REQUIREMENT: In the entries below, every line that contains "rough" must be located and copied.

RECORDS FOR PROCESSING:
————
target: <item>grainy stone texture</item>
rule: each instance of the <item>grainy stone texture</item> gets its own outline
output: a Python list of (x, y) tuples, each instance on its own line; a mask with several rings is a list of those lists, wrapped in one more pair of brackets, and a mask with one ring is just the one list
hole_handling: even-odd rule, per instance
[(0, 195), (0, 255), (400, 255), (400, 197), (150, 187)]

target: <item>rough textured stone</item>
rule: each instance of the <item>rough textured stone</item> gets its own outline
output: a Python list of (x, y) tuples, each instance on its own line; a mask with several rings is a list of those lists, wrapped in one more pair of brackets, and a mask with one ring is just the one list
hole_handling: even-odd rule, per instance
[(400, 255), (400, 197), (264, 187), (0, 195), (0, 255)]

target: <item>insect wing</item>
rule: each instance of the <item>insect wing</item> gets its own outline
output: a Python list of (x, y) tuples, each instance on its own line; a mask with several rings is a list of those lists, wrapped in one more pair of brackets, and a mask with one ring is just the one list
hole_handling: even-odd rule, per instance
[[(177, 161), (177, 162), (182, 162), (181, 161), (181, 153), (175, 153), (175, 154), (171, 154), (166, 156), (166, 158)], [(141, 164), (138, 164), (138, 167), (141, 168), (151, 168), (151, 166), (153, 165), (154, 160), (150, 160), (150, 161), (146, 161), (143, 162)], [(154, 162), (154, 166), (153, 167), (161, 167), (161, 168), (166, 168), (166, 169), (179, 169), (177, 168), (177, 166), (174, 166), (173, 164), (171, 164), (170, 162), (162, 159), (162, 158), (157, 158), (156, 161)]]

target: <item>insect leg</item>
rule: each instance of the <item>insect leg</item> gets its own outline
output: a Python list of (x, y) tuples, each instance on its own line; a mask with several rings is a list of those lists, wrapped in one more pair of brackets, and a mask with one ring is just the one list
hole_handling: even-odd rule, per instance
————
TASK RESULT:
target: <item>rough textured stone</item>
rule: each instance of the <item>rough textured stone</item> gets its own outline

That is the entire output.